*** Begin section ***

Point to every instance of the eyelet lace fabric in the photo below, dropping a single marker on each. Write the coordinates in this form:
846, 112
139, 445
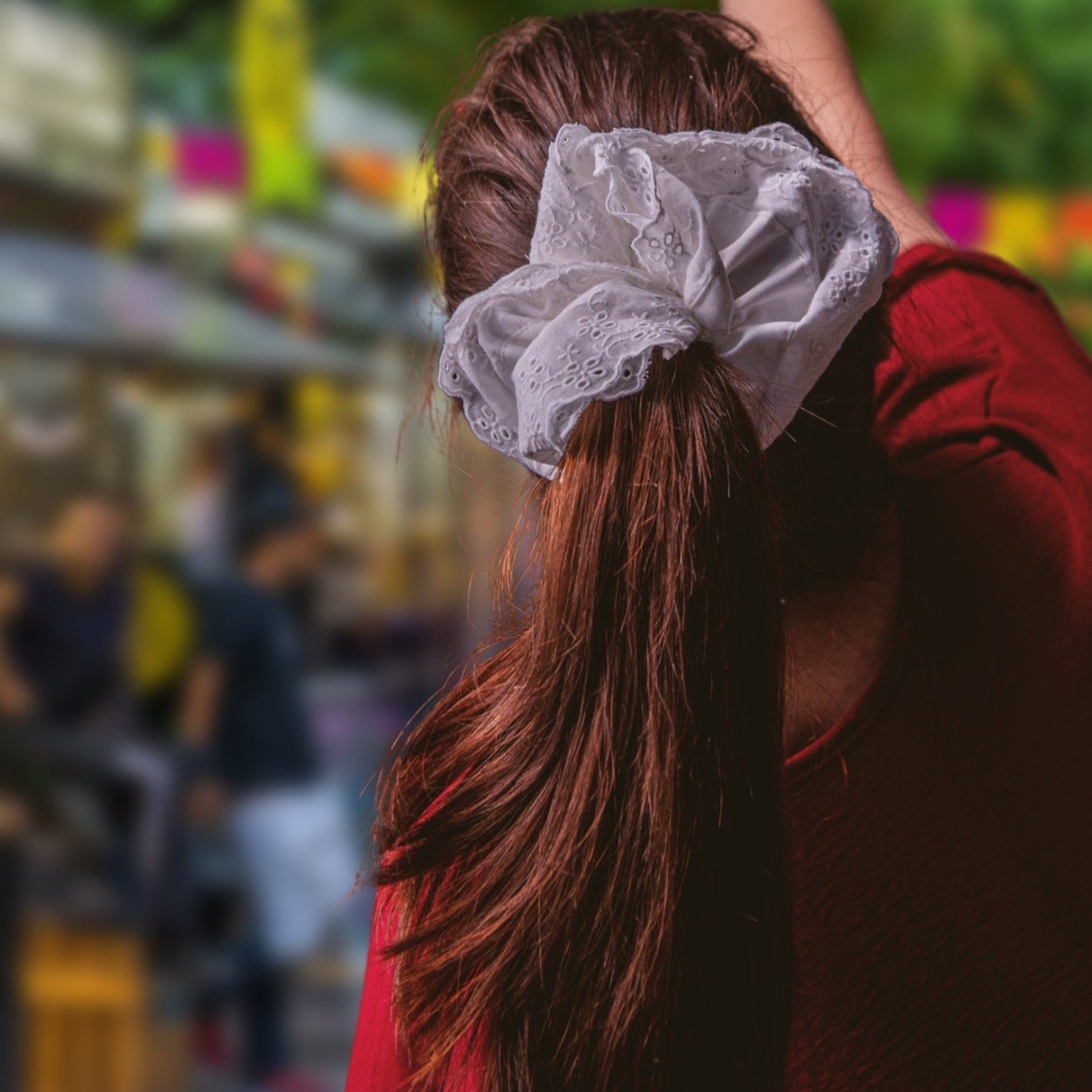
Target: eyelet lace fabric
753, 242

*** End section ***

Give the data above again, exactly, with every picture removed.

EXERCISE SOLUTION –
Point to every instance of the eyelet lace fabric in the photo below, dropping a single marker on each. Write the coordinates in this form:
846, 112
139, 445
Target: eyelet lace fabric
753, 242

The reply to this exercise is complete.